Start of THE INPUT

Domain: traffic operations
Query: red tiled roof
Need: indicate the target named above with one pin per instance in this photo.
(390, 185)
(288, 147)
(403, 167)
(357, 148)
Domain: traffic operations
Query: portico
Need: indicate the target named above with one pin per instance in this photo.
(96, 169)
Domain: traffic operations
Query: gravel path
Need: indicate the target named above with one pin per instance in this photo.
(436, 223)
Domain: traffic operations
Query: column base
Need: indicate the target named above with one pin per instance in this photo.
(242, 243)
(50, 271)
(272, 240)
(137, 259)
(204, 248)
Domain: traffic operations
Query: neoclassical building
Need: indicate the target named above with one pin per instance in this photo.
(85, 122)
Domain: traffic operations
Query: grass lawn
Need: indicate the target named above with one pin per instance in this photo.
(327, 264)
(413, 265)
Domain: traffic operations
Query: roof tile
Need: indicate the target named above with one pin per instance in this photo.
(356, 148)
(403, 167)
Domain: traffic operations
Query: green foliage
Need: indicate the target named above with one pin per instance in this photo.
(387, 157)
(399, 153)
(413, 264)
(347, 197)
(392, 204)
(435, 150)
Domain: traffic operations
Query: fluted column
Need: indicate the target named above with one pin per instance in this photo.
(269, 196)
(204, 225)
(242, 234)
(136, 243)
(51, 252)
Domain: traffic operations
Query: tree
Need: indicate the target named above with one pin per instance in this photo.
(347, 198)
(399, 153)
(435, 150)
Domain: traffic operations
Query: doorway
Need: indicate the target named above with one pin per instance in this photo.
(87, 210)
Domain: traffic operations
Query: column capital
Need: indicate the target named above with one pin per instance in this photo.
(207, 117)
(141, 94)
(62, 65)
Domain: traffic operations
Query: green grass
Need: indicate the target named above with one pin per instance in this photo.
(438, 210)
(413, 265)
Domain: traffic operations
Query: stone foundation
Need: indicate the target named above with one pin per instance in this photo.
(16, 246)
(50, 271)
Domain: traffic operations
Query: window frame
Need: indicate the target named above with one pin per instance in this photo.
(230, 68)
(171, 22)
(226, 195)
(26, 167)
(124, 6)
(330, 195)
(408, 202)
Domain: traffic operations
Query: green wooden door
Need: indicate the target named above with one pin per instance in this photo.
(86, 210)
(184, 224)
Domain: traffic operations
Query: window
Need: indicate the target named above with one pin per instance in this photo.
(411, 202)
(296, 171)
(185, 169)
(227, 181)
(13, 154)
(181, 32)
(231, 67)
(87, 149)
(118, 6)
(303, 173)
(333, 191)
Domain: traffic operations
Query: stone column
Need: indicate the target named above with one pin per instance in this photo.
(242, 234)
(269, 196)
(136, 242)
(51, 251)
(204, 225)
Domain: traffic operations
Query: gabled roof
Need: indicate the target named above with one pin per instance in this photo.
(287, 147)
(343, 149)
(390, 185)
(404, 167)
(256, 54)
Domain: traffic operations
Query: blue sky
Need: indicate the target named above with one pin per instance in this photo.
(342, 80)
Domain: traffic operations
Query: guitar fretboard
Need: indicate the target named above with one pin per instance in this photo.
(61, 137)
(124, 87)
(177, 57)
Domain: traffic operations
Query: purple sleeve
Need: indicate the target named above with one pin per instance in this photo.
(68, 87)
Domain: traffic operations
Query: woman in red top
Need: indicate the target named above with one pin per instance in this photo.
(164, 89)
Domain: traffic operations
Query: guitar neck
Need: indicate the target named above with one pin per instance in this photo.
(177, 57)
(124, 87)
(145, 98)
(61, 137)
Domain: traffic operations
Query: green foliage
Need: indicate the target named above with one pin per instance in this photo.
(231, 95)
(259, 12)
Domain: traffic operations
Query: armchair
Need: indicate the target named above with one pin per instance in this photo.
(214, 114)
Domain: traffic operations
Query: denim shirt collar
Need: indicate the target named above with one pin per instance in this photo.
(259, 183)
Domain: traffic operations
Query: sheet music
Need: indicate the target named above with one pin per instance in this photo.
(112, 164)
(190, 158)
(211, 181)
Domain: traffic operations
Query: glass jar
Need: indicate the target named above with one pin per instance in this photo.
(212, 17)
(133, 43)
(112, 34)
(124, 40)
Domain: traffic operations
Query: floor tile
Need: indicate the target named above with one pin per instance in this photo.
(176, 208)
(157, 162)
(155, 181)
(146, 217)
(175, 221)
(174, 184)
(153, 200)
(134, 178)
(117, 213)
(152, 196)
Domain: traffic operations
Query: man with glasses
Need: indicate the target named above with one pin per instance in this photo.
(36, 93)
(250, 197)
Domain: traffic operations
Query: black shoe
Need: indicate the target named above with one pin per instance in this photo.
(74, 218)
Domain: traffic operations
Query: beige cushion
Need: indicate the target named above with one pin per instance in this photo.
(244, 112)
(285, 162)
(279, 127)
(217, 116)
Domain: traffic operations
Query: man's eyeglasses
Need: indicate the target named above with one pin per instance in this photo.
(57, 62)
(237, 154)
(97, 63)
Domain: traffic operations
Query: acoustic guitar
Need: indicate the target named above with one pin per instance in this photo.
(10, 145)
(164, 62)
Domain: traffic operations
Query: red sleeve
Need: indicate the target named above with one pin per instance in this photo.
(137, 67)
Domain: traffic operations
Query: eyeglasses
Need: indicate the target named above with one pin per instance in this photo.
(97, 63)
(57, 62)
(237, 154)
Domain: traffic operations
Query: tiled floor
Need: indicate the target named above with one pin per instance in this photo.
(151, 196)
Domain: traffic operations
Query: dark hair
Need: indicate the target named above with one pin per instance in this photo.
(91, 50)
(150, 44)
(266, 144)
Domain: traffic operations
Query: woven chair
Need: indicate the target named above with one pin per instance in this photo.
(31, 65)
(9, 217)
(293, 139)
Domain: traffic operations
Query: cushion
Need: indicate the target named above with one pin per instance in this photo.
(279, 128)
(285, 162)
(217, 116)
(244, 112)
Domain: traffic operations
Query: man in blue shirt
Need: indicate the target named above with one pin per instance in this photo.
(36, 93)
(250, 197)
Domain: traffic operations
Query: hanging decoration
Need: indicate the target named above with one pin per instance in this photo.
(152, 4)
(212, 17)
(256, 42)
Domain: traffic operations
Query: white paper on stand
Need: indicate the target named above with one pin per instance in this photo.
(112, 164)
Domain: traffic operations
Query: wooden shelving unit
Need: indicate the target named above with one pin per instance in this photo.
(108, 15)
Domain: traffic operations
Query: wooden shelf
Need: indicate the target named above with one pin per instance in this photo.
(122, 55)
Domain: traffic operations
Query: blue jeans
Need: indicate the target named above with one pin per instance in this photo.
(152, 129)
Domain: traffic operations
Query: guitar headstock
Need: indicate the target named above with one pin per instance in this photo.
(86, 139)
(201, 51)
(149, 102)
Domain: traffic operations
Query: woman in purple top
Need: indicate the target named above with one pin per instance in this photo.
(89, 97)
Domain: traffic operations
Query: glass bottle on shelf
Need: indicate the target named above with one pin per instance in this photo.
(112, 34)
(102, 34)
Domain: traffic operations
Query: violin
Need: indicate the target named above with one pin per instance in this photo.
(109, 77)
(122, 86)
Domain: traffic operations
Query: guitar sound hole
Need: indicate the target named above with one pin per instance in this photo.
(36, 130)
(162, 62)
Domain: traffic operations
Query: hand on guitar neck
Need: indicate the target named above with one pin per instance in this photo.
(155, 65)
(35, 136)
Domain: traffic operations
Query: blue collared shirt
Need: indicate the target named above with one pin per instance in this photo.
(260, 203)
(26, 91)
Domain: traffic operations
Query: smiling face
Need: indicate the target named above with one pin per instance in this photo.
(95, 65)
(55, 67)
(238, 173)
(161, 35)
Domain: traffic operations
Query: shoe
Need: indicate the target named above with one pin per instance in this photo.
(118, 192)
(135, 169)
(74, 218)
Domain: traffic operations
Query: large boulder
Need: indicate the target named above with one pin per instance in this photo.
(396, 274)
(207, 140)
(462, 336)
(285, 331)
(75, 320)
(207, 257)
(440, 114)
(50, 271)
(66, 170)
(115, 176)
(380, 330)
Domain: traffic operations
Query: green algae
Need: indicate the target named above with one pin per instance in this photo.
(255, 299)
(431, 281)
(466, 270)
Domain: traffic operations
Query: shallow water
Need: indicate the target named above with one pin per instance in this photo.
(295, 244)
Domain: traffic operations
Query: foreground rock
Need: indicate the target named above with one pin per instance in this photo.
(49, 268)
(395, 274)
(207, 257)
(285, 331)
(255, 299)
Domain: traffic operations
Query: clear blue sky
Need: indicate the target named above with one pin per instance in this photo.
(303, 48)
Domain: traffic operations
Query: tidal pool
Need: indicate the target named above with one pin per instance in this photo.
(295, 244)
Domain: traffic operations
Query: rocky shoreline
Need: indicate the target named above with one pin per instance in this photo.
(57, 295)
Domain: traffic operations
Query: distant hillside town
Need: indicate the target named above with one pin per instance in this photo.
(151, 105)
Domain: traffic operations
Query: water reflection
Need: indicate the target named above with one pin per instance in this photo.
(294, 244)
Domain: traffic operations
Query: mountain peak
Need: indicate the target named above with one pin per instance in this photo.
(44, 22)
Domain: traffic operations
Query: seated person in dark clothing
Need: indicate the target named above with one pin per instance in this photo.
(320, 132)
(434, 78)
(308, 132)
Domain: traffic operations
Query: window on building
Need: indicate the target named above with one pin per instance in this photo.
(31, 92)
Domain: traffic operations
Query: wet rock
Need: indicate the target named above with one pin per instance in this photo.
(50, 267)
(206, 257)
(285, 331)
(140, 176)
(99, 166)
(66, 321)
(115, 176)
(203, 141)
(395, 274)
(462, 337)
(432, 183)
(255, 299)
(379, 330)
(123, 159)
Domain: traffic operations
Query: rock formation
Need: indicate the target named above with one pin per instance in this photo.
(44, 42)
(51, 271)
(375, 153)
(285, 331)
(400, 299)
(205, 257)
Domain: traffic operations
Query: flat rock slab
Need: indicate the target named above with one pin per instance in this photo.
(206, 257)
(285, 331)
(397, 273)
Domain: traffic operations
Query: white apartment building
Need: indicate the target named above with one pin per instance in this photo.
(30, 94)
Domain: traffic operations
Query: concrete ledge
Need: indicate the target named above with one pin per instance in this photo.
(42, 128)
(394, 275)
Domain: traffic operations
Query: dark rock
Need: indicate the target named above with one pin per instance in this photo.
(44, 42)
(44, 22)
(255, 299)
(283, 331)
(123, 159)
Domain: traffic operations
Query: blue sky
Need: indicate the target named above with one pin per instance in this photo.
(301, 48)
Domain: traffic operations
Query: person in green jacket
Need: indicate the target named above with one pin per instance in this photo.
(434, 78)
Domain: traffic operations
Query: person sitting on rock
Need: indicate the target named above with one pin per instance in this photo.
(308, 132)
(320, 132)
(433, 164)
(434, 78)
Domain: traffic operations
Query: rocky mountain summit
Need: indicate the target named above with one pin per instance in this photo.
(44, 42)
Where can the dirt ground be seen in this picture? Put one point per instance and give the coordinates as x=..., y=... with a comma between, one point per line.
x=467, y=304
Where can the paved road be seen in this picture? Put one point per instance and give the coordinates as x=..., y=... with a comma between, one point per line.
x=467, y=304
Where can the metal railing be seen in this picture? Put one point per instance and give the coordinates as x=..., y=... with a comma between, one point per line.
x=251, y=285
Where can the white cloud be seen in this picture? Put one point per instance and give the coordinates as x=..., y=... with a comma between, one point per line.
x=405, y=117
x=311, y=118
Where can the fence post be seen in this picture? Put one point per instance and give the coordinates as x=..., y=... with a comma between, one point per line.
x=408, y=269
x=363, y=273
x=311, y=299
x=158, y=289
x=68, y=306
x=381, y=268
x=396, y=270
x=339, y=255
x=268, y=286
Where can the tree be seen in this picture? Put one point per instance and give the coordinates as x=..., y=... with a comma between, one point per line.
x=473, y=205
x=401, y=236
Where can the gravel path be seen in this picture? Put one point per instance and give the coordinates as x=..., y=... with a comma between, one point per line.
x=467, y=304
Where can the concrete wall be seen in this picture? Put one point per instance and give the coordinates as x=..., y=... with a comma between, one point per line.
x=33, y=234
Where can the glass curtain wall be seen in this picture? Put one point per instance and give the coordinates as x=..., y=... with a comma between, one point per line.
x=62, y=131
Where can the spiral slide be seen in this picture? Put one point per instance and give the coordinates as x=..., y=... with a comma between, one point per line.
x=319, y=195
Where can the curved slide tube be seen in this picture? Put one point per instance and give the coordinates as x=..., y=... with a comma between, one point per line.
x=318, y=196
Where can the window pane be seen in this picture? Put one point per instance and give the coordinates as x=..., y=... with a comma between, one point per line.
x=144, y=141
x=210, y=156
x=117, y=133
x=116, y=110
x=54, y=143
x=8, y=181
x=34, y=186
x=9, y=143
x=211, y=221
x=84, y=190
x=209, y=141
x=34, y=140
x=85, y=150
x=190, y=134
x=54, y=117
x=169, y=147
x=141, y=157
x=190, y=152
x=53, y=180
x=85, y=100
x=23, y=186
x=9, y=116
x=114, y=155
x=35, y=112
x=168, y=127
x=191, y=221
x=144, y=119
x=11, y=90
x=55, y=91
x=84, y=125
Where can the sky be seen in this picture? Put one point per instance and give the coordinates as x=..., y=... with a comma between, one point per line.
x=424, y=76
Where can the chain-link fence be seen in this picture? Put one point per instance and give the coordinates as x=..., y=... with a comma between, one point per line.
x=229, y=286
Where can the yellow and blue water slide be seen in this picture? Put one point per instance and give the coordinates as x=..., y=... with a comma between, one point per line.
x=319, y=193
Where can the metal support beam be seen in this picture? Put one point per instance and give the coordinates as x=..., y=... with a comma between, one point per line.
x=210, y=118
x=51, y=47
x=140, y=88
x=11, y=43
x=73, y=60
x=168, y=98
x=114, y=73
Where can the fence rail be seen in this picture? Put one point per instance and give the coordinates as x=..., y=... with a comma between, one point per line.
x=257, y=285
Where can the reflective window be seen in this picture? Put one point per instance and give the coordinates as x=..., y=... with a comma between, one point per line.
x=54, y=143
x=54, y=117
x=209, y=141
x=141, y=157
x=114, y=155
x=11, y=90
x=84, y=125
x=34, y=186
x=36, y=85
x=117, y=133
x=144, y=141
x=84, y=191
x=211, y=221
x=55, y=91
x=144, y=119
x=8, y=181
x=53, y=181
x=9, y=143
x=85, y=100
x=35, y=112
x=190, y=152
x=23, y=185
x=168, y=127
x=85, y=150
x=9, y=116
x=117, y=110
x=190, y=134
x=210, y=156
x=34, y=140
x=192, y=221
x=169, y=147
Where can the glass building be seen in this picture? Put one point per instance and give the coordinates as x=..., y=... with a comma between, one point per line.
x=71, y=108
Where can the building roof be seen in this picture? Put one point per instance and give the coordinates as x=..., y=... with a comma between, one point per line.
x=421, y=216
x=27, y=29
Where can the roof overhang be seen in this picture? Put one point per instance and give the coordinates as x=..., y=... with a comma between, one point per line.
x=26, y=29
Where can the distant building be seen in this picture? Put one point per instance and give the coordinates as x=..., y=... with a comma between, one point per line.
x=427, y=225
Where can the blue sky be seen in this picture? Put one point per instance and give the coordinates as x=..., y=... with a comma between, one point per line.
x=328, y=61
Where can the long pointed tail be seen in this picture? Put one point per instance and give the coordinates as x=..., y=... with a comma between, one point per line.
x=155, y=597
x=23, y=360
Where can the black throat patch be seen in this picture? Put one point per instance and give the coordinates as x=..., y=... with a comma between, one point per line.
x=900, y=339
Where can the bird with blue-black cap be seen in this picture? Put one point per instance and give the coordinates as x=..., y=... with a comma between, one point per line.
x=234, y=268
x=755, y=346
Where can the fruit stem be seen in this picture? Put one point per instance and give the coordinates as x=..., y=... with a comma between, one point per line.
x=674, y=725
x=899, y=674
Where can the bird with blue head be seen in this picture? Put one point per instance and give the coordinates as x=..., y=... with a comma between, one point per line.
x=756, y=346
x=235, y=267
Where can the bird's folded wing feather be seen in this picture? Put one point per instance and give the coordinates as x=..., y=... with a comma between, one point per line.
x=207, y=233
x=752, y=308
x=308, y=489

End of THE INPUT

§ **EXERCISE PROMPT**:
For each line of the data that includes the word "guitar", return a copy of it.

§ **RESULT FOR THIS EXERCISE**:
Query: guitar fretboard
Query: guitar neck
Query: acoustic guitar
Query: guitar headstock
Query: guitar sound hole
Query: hand on guitar neck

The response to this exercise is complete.